◆ **Page excerpt**
[Start]

# I don't understand how house vs condo pricing works.



## emperor (Jul 24, 2011)

I'm a little confused about house prices. A housing lot in the city I'm looking to buy in is 120k to 180 k. So by my logic if I buy a place for 350k then 120K of that is the lot and 230k of it is the house value. Where I start to get messed up is condos and town houses, you own none of the land yet a condo here is usually only 40-50 k cheaper than the house and about half the square footage. It even gets weirder, there is some houses that are considered condos, you don't own the land and you pay a fee each month. These places are usually 330 K only 20K cheaper than a house but you don't get the lot worth 120K - 180K. 

I'm confused, once you build on a lot does the value of the lot drastically drop or what am I missing here. Thanks


----------



## heyjude (May 16, 2009)

When you own a condo, you own a proportional interest in all the common property. The proportion is usually calculated based on square footage. That includes the land, the clubhouse, the garden, the garage, the boilers, the roof, the pool if present, etc. So you do actually own some land. You just can't identify a specific patch of it.


----------



## Mukhang pera (Feb 26, 2016)

emperor said:


> I Where I start to get messed up is condos and town houses, you own none of the land yet a condo here is usually only 40-50 k cheaper than the house and about half the square footage. It even gets weirder, there is some houses that are considered condos, you don't own the land and you pay a fee each month. These places are usually 330 K only 20K cheaper than a house but you don't get the lot worth 120K - 180K.
> 
> I'm confused, once you build on a lot does the value of the lot drastically drop or what am I missing here. Thanks



Not quite true that you do not own the land. You own a proportionate share of the underlying land. But not a share you can sell independent of your strata lot.


----------



## Mukhang pera (Feb 26, 2016)

heyjude got in while I was typing. My post therefore is redundant.


----------



## heyjude (May 16, 2009)

Mukhang pera said:


> heyjude got in while I was typing. My post therefore is redundant.

[End]

◆ **Material to process**
[Start]

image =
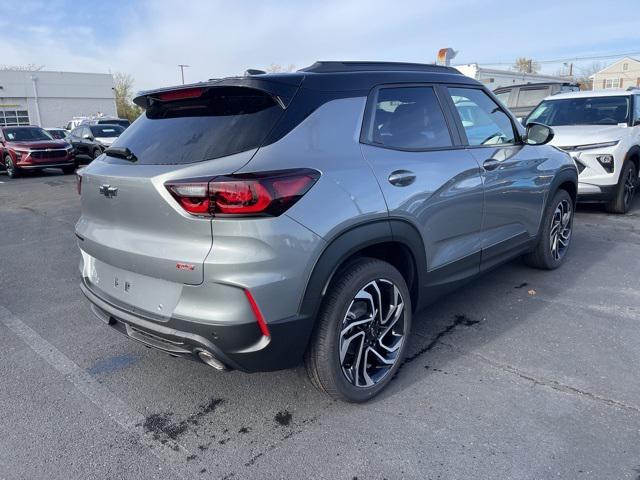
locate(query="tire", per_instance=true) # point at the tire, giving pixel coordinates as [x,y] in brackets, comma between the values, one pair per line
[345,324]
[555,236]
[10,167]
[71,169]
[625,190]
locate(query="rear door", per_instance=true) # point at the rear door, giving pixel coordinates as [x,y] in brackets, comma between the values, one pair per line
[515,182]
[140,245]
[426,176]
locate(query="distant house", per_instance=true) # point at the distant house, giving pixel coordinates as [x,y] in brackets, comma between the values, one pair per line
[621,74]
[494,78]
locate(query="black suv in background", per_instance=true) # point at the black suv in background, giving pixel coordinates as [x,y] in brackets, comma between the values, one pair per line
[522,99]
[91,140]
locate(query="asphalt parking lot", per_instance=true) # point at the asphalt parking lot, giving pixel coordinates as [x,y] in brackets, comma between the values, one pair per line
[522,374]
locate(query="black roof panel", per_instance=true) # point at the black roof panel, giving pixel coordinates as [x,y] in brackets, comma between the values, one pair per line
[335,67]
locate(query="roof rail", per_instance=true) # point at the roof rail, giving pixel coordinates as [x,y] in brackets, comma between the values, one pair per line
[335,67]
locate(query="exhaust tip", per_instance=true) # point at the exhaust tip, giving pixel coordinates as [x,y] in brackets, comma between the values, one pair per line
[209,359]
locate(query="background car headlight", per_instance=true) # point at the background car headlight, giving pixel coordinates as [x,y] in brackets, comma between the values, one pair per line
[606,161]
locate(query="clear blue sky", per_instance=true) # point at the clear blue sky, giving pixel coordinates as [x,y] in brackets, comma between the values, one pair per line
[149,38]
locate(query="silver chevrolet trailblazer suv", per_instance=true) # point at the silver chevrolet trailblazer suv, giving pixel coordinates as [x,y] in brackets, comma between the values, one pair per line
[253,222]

[End]

◆ **Requests**
1. Reproduce the forum thread on house and condo pricing word for word, from its title to its final line.
2. Report each line in the entries that contains the string "clear", matching upper and lower case exactly.
The forum thread and the entries have nothing to do with each other.

◆ **Answers to the exercise**
1.
# I don't understand how house vs condo pricing works.



## emperor (Jul 24, 2011)

I'm a little confused about house prices. A housing lot in the city I'm looking to buy in is 120k to 180 k. So by my logic if I buy a place for 350k then 120K of that is the lot and 230k of it is the house value. Where I start to get messed up is condos and town houses, you own none of the land yet a condo here is usually only 40-50 k cheaper than the house and about half the square footage. It even gets weirder, there is some houses that are considered condos, you don't own the land and you pay a fee each month. These places are usually 330 K only 20K cheaper than a house but you don't get the lot worth 120K - 180K. 

I'm confused, once you build on a lot does the value of the lot drastically drop or what am I missing here. Thanks


----------



## heyjude (May 16, 2009)

When you own a condo, you own a proportional interest in all the common property. The proportion is usually calculated based on square footage. That includes the land, the clubhouse, the garden, the garage, the boilers, the roof, the pool if present, etc. So you do actually own some land. You just can't identify a specific patch of it.


----------



## Mukhang pera (Feb 26, 2016)

emperor said:


> I Where I start to get messed up is condos and town houses, you own none of the land yet a condo here is usually only 40-50 k cheaper than the house and about half the square footage. It even gets weirder, there is some houses that are considered condos, you don't own the land and you pay a fee each month. These places are usually 330 K only 20K cheaper than a house but you don't get the lot worth 120K - 180K.
> 
> I'm confused, once you build on a lot does the value of the lot drastically drop or what am I missing here. Thanks



Not quite true that you do not own the land. You own a proportionate share of the underlying land. But not a share you can sell independent of your strata lot.


----------



## Mukhang pera (Feb 26, 2016)

heyjude got in while I was typing. My post therefore is redundant.


----------



## heyjude (May 16, 2009)

Mukhang pera said:


> heyjude got in while I was typing. My post therefore is redundant.

2.
locate(query="clear blue sky", per_instance=true) # point at the clear blue sky, giving pixel coordinates as [x,y] in brackets, comma between the values, one pair per line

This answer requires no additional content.